_Problem_.
Which lines of the entries below include "small"? List them all.

_Data shown_.
= Beginning of Section =

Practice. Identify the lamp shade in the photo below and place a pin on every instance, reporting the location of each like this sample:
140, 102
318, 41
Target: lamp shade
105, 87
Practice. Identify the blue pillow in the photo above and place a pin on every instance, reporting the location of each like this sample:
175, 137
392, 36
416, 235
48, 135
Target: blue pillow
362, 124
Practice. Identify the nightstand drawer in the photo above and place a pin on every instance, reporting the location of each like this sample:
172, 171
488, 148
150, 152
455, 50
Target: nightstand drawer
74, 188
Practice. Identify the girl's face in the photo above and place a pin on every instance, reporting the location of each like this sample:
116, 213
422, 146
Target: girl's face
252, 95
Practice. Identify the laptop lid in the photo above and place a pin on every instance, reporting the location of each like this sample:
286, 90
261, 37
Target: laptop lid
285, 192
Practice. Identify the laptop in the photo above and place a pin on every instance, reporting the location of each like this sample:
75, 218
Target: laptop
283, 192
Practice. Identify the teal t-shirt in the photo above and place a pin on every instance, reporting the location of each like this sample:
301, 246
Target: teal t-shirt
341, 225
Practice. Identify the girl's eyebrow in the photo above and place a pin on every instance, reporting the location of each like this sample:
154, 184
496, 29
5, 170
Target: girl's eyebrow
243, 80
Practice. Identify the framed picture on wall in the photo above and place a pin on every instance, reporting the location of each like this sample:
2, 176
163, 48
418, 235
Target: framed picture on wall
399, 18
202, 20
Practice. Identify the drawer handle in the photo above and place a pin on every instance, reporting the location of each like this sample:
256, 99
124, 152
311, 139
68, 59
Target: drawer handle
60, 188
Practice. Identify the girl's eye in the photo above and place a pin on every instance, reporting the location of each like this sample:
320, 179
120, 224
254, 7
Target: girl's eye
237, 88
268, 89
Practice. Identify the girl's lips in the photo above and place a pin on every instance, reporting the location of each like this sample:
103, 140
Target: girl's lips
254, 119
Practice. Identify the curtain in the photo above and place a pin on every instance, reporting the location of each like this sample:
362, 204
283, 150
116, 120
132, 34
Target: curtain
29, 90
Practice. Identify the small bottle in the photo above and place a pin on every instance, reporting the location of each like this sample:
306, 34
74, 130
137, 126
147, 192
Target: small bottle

= End of Section =

_Response below_.
Practice. Identify the small bottle in the photo above and place a pin on every instance, reporting the location of each like this sample:
Target: small bottle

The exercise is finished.